# [Text provided]
This Alfa Romeo is a beautiful car. I swooned at the stylish interior. And then I hit the road, and fell in love.

Hey, good lookin: the Alfa Romeo Giulia Quadrifoglio
Hey, good lookin: the Alfa Romeo Giulia Quadrifoglio

In my defence, a lesser man might have fallen faster and harder. Love at first sight would not be so much excusable as predictable when encountering the Alfa Romeo Giulia, but it was more the thrill of sensation that did me in.

The Alfa’s almost Ferrari-red body is muscular and yet svelte, dramatic yet subtle and as pretty as it is handsome. The prominent four-leaf clover badge that shows this is the range-topping Quadrifoglio adds even more desirability if you’re an Alfisti (yes, fans of this famously character-filled brand get their own collective noun).

Inside the cabin
Inside the cabin

But it was the tactile bits that won me over. This car’s steering wheel feels just so right and while the merging of leather and carbon fibre is lovely – and its embedded red start button supercar sexy – it’s the two Alcantara panels in the places where your hands sit that draw an involuntary “ooh” of appreciation. (The looks did get to me as well, eventually, as I found myself stealing glances at it in front of my house, and even staring at it while clucking my tongue appreciatively.) Then there’s the beautifully engraved Alfa Romeo badge in the steering boss, the Goldilocks sprinkling of red stitching and carbon trim and the slick shift paddles temptingly positioned near your fingers.

Yes, it’s fair to say I was sold on this car before I’d even driven it properly, and from that point it just kept getting better.

From the front
From the front

The sheer fizzing fun factor of this car is embedded in its DNA switch, which allows you to toggle between Dynamic, Natural and Advanced Efficiency (the latter is a performance-dulling mode that fits this car like an ice cube in a lake of lava). Many cars have this kind of personality-setting system, but usually they feel about as dramatic as switching between tap water and bottled. In the Giulia, however, the driving experience, and the accompanying noise, take big, joyful jumps as you step up.

Side on
Side on

Normal feels quite wonderful until you try Dynamic, at which point the steering noticeably muscles up, as if you think you are going to shake hands with Barack Obama but it turns out to be Mike Tyson. The way the rear-wheel-driven Giulia corners would impress even the most disinterested driver; you can place it in a bend with fingertip-fine control. It turns in so keenly, it’s as if it’s not just reacting to your inputs but pre-empting them. Genius.

# [Point-per-instance localization records]
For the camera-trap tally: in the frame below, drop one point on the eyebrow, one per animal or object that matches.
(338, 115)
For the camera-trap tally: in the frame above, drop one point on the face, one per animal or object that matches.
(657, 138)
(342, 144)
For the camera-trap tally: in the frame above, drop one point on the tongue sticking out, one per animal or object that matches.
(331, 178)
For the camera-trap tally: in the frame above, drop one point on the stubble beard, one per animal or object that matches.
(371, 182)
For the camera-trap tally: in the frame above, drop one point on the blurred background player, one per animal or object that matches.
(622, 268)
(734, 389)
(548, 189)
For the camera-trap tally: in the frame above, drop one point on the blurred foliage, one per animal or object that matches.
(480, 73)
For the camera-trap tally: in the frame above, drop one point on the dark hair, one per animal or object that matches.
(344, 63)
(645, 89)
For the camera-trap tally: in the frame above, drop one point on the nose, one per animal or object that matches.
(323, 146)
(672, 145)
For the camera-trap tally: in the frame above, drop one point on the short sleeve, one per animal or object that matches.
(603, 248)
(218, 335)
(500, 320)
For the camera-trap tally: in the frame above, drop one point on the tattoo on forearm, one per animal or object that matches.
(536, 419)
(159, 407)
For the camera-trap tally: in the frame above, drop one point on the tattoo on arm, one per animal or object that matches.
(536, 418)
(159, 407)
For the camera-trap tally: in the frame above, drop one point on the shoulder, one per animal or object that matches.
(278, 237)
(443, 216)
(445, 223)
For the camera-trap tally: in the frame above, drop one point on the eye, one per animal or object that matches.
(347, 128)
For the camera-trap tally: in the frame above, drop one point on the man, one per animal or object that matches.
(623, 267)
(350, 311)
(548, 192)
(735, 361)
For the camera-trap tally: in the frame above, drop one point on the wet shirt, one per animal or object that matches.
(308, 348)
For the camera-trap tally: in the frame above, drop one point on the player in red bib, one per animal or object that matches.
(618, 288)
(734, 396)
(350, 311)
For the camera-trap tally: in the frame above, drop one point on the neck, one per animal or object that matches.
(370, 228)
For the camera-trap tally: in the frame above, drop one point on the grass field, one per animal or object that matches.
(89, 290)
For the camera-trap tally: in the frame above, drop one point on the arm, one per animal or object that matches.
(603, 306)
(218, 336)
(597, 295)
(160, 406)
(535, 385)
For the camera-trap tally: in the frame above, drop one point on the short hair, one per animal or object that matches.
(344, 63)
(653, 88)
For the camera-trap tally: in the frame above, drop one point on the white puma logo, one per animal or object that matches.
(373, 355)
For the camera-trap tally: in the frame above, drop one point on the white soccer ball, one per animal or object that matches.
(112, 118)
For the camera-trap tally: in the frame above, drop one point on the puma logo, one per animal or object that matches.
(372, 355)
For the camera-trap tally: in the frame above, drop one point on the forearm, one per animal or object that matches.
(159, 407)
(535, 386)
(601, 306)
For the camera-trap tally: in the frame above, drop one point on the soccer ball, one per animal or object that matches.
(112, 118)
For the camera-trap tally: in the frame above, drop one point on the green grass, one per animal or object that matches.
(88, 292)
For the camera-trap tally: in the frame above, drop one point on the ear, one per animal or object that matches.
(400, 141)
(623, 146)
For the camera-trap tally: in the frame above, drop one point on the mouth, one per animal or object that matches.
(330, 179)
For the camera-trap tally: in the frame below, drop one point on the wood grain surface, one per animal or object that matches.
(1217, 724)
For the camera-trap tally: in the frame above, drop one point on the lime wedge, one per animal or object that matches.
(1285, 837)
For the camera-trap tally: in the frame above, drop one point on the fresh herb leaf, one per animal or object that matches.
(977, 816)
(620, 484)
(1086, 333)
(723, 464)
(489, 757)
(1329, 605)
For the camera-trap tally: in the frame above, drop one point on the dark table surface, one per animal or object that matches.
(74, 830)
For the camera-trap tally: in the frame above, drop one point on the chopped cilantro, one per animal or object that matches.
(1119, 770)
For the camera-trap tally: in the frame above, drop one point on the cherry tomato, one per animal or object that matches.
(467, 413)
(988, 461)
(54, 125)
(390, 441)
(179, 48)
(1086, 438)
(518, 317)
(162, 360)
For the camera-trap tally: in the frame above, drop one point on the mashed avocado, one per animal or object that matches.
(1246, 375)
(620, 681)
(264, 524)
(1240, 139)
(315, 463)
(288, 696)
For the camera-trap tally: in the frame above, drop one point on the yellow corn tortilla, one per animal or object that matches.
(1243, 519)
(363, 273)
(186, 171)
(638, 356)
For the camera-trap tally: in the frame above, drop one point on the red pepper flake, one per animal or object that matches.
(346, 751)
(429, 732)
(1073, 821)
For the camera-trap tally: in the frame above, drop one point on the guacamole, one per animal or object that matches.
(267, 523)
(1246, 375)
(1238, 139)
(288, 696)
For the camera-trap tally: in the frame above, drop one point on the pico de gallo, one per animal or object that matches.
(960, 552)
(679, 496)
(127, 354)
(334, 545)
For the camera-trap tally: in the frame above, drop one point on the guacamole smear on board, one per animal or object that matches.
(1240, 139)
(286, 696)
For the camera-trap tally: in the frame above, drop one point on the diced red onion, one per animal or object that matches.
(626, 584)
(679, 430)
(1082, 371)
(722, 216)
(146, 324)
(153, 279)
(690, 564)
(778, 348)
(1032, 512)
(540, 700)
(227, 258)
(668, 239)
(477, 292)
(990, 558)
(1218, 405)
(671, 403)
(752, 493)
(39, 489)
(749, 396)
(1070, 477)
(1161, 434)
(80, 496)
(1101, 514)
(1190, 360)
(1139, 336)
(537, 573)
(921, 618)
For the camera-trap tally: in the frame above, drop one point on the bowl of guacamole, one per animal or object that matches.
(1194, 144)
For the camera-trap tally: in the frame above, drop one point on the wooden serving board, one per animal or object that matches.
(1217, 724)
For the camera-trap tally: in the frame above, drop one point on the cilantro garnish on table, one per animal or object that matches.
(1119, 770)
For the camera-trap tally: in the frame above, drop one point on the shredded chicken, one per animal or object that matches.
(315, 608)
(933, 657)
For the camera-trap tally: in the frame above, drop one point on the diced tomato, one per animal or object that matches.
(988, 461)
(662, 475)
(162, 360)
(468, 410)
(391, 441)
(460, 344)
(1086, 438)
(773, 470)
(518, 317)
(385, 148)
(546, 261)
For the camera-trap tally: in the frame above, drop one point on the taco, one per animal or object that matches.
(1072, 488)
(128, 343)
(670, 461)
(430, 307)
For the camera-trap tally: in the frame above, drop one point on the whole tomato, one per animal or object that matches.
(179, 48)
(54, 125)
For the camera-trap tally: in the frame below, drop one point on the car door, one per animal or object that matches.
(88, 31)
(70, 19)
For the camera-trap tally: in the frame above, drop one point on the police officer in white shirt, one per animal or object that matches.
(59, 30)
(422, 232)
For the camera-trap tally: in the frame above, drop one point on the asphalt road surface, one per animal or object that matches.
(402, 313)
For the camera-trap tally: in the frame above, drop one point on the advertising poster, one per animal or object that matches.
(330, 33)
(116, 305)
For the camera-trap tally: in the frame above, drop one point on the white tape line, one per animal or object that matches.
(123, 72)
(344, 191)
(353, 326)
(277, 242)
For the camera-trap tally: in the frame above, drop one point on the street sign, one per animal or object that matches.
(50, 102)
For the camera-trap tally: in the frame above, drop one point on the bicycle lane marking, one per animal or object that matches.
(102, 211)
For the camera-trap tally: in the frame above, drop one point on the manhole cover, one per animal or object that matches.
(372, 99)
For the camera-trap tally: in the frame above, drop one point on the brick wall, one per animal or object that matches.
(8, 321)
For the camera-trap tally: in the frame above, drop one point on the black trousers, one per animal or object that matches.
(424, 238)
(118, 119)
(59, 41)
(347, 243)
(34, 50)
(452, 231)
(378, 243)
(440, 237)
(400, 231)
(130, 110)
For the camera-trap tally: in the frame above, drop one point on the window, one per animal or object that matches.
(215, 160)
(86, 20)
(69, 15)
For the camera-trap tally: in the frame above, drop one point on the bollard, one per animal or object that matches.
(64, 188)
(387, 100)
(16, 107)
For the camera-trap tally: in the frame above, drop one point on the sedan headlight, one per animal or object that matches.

# [Directions]
a. Which three modes can the DNA switch select, according to the review of the Alfa Romeo Giulia Quadrifoglio?
b. Continue the review of the Alfa Romeo Giulia Quadrifoglio from its last sentence.

# [Solved problems]
a. Dynamic, Natural and Advanced Efficiency.

b.
In Dynamic mode, the exhaust switches from pleasant Italian mumbling to what sounds like a group of pro wrestlers blowing raspberries into trombones. The car’s acceleration also goes from effortless to elastic, as in the feeling you’d get if you were fired from a slingshot made with a bungee cord. It’s intoxicating and exciting, with a 0 to 100km/h dash of 3.9 seconds.

To hit that mark, you’d no doubt need to be in Race mode, which I somehow didn’t notice for the first few days – as unlikely as Leigh Sales not spotting a weak point in an interviewee or an All Black not spotting a weakened Wallaby to crush – perhaps because it’s hard to spell “DNA” with an R.

This riotous mode is genuinely incredible in the way that it seems to make an already raging car completely unhinged. It turns the soundtrack up not just to 11 but 21 and it becomes so over the top that people stare at you disapprovingly as you drive past – which is quite an achievement for a car that makes most people smile when it’s sitting silent and still.

Race mode gives you the full force of the Alfa’s 2.9-litre twin-turbo V6, with its 375kW of power at a glorious 6500rpm and 600Nm, and I totally believe it can reach a top speed of 307km/h.

Even the wheels are handsome
Even the wheels are handsome

It seems almost too obvious to compare this Alfa to a Ferrari but the Italian engineers at both companies do seem to be drinking the same adrenalin-laced coffee. And, to be honest, if Ferrari did make a V6-powered family sized sedan, it probably wouldn’t feel, or look, much different from the Quadrifoglio-badged Giulia, which is high praise indeed.

The only failings I can find are that the seat won’t go quite low enough to make me feel like a part of the car – which left me stabbing the adjustment switch uselessly, like a man in a hurry punching the lift buttons – and that the indicators don’t seem to want to self cancel.

Oh, and it does turn you into the sort of person who hates his fellow man, because all of them are driving too slowly and getting in your way.

Frankly, at $138,950 the thing I find most shocking about the Alfa Romeo Giulia Quadrifoglio is that I don’t see more of them on the road, because everyone who can afford one really should go and buy one. That way I can at least enjoy looking at one more often.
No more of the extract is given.